### Stored data entries
[Start of section]

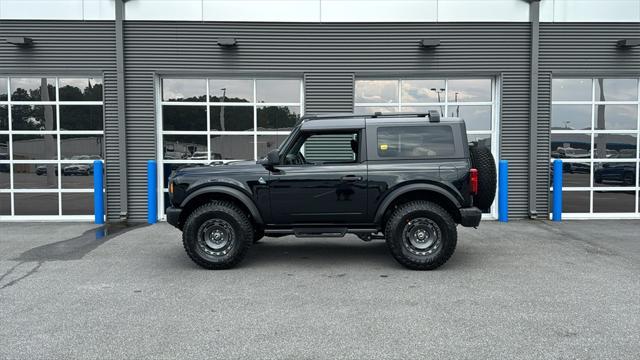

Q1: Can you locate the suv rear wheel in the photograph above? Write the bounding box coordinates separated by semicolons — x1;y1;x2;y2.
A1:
182;201;253;269
385;201;457;270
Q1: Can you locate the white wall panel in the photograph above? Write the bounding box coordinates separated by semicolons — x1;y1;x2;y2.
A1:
540;0;555;22
203;0;320;22
437;0;529;22
125;0;202;21
83;0;115;20
1;0;83;20
549;0;640;22
321;0;437;22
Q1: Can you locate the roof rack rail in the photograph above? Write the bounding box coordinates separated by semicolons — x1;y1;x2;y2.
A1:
301;110;441;123
371;110;440;123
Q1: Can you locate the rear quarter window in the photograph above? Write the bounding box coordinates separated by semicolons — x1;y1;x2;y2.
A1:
377;125;455;158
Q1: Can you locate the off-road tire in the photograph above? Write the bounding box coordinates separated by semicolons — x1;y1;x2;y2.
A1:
182;201;253;269
385;201;457;270
469;145;497;211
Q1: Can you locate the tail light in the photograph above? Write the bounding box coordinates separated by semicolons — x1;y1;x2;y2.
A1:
470;168;478;194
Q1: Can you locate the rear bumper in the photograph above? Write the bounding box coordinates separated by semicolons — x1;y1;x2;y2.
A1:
459;207;482;227
166;206;182;229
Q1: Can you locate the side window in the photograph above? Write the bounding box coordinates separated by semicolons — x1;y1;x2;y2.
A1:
284;131;360;165
377;125;455;158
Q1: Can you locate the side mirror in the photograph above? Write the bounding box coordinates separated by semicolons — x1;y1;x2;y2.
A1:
260;149;280;167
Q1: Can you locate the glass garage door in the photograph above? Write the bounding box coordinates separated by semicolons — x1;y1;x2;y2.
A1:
158;77;303;217
551;78;639;218
0;76;104;220
353;78;500;216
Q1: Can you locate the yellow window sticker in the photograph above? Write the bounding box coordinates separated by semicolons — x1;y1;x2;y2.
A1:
380;144;388;151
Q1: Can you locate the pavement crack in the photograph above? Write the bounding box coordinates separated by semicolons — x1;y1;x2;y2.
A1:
0;262;22;283
0;261;42;290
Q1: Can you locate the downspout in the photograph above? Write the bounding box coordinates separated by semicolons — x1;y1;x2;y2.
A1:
116;0;128;219
528;0;541;219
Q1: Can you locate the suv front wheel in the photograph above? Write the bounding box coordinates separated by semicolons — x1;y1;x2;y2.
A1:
385;201;457;270
182;201;253;269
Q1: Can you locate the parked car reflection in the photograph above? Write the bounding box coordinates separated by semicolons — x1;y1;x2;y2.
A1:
594;163;636;186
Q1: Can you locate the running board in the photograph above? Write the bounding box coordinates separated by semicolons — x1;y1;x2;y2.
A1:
293;227;347;238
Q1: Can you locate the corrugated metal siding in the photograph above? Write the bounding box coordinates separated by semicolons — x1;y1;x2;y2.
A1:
540;23;640;73
0;20;121;220
124;22;532;219
304;73;354;114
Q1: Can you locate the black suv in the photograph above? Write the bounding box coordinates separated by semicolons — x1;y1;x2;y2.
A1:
167;111;496;270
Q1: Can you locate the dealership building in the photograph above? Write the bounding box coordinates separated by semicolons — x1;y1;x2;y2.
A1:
1;0;640;222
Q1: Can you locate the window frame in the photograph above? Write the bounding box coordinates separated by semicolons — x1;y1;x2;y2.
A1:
550;76;640;219
0;75;105;221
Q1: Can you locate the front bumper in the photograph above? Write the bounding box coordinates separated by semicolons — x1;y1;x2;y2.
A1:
166;206;182;229
459;207;482;227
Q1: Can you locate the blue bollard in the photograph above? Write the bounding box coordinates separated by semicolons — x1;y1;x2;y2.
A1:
552;159;563;222
498;160;508;222
93;160;104;224
147;160;157;224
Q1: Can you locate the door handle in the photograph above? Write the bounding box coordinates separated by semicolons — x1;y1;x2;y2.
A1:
341;175;362;182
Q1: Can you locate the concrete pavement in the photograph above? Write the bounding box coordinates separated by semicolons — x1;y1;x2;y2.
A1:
0;220;639;359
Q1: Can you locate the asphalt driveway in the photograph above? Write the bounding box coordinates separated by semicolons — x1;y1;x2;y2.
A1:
0;220;638;359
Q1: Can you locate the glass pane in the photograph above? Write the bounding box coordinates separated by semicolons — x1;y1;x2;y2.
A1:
551;105;591;130
162;105;206;131
594;134;637;159
560;162;591;187
13;163;58;189
447;79;491;102
550;133;591;159
0;78;7;101
210;135;254;160
13;135;58;160
257;106;300;131
59;78;103;101
401;106;442;115
552;79;592;101
162;163;205;188
300;133;357;163
401;80;446;103
450;105;491;130
595;105;637;130
595;78;638;102
61;135;103;160
14;193;59;215
162;79;206;102
12;105;57;131
10;77;56;101
256;79;300;103
256;134;286;159
355;80;398;104
60;105;103;130
377;126;455;158
594;162;637;187
551;191;589;213
61;193;93;215
0;194;10;215
0;105;7;130
467;134;491;149
0;135;7;159
0;166;9;188
593;191;635;213
209;79;253;102
162;135;207;160
211;106;253;131
61;165;96;188
354;106;398;115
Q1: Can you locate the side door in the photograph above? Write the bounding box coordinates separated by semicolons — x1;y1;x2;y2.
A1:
268;130;368;225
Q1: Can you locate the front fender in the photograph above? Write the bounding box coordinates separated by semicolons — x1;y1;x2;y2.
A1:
181;186;264;225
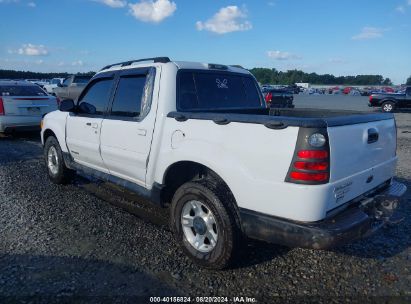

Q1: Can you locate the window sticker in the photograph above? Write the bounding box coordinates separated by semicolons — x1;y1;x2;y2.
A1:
216;78;228;89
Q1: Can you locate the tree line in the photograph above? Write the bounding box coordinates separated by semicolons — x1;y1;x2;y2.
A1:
249;68;395;86
1;68;409;86
0;69;95;80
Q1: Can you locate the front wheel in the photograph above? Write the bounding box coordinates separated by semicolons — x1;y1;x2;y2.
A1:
44;136;73;184
170;180;242;269
382;101;395;113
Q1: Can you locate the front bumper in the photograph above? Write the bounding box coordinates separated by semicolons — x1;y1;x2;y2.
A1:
240;180;407;249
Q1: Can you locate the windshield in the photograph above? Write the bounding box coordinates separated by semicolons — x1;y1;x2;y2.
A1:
0;85;47;96
178;71;263;111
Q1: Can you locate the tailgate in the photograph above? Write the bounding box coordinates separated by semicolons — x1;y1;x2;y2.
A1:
2;96;58;116
328;118;396;182
326;118;397;211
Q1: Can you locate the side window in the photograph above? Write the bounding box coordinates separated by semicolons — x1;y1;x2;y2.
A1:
406;88;411;95
110;68;155;119
111;76;146;118
78;78;114;115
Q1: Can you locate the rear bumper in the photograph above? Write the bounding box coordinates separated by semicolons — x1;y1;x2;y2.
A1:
0;116;42;133
240;180;407;249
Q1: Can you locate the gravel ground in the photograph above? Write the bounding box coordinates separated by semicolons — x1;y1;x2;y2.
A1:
0;113;410;303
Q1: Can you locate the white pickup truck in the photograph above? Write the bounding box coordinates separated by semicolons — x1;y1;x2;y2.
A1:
41;57;407;269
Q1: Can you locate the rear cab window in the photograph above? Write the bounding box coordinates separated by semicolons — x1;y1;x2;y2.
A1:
0;85;47;96
177;70;263;111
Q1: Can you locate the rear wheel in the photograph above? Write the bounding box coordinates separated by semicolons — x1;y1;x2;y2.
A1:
382;101;395;113
44;136;73;184
170;179;242;269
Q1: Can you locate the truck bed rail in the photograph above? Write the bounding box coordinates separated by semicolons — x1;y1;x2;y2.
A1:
167;108;393;129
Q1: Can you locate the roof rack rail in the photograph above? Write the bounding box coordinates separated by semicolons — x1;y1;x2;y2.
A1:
100;57;171;71
230;65;246;69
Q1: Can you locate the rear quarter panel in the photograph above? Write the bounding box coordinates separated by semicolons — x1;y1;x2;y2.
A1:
150;116;398;222
150;118;339;221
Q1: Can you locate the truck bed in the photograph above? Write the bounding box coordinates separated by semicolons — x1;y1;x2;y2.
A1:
167;108;393;128
165;107;397;221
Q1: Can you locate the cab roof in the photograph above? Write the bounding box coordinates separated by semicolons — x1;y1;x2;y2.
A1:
98;57;250;75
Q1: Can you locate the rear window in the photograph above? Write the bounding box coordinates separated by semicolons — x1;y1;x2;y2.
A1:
0;85;47;96
178;71;263;111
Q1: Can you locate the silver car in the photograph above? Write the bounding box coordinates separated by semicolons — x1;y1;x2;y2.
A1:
0;81;58;134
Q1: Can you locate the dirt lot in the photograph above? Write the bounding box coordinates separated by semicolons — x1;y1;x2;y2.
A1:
0;111;410;303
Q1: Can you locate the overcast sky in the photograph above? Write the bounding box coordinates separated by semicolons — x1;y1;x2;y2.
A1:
0;0;410;84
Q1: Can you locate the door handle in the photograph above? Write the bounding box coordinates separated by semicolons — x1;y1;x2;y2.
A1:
86;122;98;129
138;128;147;136
368;128;379;144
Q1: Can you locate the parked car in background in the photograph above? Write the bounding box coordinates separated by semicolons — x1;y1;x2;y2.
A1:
25;79;41;84
360;88;372;96
26;79;49;89
308;88;324;95
53;75;93;100
343;87;358;95
261;84;273;91
43;78;65;94
41;57;406;269
369;86;411;112
328;86;340;94
263;88;294;108
383;87;395;93
0;80;58;134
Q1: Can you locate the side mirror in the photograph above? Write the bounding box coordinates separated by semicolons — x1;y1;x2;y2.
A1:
78;102;96;114
59;99;75;112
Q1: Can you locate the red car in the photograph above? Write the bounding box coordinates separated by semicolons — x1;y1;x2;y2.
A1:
343;87;353;94
383;87;394;93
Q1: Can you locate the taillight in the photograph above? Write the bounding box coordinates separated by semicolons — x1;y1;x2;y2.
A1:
0;98;4;115
369;95;373;102
290;172;329;182
265;92;272;104
286;129;330;185
294;161;328;171
297;150;328;159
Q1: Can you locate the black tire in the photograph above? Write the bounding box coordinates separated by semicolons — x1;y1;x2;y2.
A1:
44;136;73;184
170;178;242;270
382;101;395;113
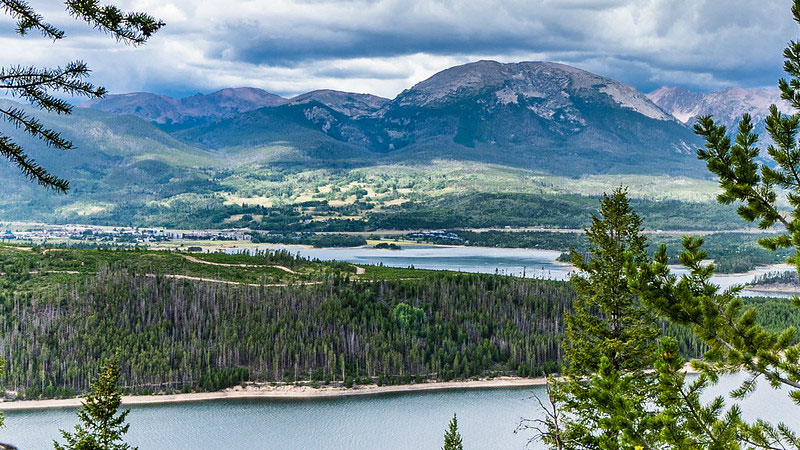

[End of section]

Working through the records, copy each line in which the word "white" appears.

Q1: Can you locate the white wall panel in the photograph above? Write the bounding box coordinates separated by semicolons — x1;y1;x2;y2.
Q1: Can you locate the white pickup truck in the photograph above? Write the bounding box coordinates separated by semicolons — x1;y1;x2;y2.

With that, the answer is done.